Find the line containing "Please spot the trophy". Reproduce it and every line after it up to the end of the records, exactly as written.

* begin *

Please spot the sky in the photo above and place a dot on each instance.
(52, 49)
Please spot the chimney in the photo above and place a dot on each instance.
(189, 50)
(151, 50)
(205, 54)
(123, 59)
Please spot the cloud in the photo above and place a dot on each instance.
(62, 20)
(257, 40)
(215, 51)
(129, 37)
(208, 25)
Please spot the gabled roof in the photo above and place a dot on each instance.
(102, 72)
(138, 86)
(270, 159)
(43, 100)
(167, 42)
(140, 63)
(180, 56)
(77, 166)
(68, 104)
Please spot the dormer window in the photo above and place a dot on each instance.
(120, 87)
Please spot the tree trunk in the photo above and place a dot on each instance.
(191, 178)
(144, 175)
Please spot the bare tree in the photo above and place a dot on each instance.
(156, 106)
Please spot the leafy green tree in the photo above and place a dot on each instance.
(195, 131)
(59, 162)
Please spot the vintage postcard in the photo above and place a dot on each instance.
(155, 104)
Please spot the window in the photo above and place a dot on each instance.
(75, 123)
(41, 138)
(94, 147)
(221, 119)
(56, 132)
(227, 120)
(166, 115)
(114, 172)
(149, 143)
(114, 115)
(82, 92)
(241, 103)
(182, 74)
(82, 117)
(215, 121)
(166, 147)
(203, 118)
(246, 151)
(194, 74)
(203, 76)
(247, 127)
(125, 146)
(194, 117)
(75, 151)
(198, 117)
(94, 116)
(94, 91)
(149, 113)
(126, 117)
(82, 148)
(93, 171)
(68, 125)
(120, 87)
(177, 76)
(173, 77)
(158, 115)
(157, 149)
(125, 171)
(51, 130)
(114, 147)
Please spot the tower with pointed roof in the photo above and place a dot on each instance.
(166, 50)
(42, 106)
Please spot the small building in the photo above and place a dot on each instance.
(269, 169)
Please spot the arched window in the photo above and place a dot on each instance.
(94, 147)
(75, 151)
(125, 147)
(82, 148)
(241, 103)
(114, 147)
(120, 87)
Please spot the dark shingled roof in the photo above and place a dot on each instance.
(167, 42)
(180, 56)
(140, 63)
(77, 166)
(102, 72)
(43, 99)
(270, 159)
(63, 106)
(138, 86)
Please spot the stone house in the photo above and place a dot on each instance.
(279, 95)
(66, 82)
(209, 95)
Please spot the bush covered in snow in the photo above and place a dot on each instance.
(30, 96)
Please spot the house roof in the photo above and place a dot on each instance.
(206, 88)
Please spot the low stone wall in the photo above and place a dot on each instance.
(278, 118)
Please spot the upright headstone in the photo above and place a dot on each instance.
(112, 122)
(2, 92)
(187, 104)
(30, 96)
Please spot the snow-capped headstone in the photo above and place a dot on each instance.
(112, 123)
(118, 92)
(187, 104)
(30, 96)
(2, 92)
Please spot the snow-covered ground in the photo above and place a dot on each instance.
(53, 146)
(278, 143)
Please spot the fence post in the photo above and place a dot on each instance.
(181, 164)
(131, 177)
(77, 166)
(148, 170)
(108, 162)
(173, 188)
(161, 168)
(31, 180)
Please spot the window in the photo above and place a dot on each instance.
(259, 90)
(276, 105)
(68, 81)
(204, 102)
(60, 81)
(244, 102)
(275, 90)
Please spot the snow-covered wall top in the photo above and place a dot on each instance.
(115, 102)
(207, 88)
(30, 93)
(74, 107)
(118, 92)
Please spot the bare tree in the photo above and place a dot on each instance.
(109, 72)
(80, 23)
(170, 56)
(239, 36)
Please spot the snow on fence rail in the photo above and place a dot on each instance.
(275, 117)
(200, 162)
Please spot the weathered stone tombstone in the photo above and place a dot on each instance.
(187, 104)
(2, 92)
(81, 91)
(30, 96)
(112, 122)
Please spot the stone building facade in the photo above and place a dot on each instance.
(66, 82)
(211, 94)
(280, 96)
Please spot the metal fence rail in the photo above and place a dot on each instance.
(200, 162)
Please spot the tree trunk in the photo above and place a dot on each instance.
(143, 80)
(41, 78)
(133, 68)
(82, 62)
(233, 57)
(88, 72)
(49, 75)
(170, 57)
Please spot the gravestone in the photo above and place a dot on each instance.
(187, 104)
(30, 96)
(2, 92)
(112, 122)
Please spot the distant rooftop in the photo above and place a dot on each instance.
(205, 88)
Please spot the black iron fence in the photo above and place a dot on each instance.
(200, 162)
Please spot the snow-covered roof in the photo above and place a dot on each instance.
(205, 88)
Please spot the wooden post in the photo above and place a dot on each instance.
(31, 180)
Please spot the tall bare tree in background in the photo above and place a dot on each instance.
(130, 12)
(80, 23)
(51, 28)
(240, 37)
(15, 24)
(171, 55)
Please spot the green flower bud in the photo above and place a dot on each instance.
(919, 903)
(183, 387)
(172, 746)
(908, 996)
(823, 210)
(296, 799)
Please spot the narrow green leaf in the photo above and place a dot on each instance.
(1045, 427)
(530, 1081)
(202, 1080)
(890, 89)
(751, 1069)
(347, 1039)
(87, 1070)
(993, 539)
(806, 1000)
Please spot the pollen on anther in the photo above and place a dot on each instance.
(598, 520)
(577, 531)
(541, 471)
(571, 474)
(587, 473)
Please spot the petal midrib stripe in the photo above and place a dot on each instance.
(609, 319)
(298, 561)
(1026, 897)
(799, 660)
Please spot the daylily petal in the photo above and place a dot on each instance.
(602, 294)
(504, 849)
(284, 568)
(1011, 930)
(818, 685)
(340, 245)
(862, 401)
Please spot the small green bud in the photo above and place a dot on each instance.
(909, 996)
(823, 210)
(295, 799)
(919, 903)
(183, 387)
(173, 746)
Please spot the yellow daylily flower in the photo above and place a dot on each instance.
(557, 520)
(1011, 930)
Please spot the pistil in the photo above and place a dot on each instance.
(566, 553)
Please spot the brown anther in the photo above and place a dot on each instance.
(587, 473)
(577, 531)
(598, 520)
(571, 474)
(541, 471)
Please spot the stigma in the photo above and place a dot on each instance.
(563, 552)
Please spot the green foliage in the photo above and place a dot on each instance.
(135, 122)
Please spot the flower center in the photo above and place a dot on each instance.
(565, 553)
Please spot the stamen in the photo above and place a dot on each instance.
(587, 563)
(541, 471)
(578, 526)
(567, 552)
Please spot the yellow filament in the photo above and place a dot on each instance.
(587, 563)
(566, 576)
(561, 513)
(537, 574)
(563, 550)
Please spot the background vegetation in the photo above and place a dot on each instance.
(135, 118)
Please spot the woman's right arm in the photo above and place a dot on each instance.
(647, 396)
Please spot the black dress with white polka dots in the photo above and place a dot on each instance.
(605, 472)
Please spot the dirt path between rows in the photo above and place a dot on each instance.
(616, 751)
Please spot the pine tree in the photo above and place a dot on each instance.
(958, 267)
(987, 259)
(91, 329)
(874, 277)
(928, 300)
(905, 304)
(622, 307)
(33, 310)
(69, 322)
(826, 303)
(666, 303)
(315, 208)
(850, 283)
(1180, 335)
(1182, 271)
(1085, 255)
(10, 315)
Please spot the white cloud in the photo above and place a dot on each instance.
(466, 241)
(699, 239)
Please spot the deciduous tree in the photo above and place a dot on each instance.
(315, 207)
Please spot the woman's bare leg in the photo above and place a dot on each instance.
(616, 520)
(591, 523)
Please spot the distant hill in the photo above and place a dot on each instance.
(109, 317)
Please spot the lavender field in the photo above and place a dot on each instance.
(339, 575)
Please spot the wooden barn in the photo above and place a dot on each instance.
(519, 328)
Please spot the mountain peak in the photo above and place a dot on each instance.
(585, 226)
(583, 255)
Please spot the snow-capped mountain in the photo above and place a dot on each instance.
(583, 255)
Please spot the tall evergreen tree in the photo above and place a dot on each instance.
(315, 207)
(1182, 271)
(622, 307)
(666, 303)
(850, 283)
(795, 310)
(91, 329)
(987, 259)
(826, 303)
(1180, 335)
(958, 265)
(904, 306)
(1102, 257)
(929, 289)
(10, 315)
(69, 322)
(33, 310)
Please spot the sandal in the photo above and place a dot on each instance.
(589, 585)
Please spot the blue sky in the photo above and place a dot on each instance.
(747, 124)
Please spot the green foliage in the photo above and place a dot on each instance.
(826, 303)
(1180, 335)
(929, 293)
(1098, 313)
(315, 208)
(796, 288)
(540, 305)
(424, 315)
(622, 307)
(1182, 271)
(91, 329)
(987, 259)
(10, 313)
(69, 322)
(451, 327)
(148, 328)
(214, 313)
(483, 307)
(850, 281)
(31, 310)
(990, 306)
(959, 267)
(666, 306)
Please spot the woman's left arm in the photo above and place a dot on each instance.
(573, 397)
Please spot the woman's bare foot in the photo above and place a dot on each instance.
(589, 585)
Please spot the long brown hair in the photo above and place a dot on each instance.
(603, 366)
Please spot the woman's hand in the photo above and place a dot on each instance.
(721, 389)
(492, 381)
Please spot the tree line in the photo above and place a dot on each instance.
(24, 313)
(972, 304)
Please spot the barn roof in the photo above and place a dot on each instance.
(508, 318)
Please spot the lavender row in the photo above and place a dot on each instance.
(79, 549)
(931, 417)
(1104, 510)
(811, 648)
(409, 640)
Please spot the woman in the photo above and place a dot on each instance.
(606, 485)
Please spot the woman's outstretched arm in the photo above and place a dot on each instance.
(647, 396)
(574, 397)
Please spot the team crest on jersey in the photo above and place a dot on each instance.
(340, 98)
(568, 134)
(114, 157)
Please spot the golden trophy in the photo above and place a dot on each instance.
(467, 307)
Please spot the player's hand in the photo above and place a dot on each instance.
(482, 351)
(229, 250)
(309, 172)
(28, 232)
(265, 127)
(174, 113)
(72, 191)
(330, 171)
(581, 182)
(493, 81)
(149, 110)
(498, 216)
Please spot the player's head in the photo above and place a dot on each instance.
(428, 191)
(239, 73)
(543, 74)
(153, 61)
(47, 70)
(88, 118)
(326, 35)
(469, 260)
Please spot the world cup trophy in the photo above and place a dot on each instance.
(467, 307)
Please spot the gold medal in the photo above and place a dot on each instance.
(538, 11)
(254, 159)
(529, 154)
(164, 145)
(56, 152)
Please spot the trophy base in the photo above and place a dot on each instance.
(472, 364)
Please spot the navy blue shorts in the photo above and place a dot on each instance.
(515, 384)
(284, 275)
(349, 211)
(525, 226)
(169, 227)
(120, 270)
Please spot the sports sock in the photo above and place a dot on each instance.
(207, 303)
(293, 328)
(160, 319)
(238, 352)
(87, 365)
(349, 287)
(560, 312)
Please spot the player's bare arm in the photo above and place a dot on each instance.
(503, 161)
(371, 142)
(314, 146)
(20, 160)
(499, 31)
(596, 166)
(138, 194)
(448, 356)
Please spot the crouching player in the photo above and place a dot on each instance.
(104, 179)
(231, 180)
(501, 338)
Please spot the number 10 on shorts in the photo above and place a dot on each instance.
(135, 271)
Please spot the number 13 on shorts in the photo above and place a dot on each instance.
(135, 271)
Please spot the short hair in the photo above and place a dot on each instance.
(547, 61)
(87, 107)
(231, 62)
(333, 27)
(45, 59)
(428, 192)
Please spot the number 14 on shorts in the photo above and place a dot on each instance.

* end *

▶ [TASK RESPONSE]
Please spot the trophy base in the photo above and place a dot on each instance.
(472, 364)
Please spot the navy blue shorts in the photo above and place a dot on each instance.
(515, 384)
(284, 275)
(349, 211)
(525, 226)
(169, 227)
(120, 270)
Please spot the sports sock in the photo above and place a dot on each instance.
(207, 303)
(293, 328)
(160, 319)
(238, 352)
(87, 365)
(349, 287)
(560, 312)
Please spot the player's bare arm in the photo above and place a dot on each instance.
(503, 161)
(371, 142)
(314, 146)
(20, 160)
(499, 31)
(596, 166)
(138, 194)
(448, 356)
Please spot the crouching player in the photo above and place a dot on each instance.
(104, 179)
(231, 180)
(501, 338)
Please spot the number 10 on shorts in the photo above and place a dot on each instance.
(135, 271)
Please spot the number 13 on shorts in the photo above and place a dot on each instance.
(135, 271)
Please spot the short hair in the photo above and place a dot on each instance.
(547, 61)
(87, 107)
(231, 62)
(333, 27)
(45, 59)
(428, 192)
Please spot the number 14 on shorts in the photo above and place a dot on each instance.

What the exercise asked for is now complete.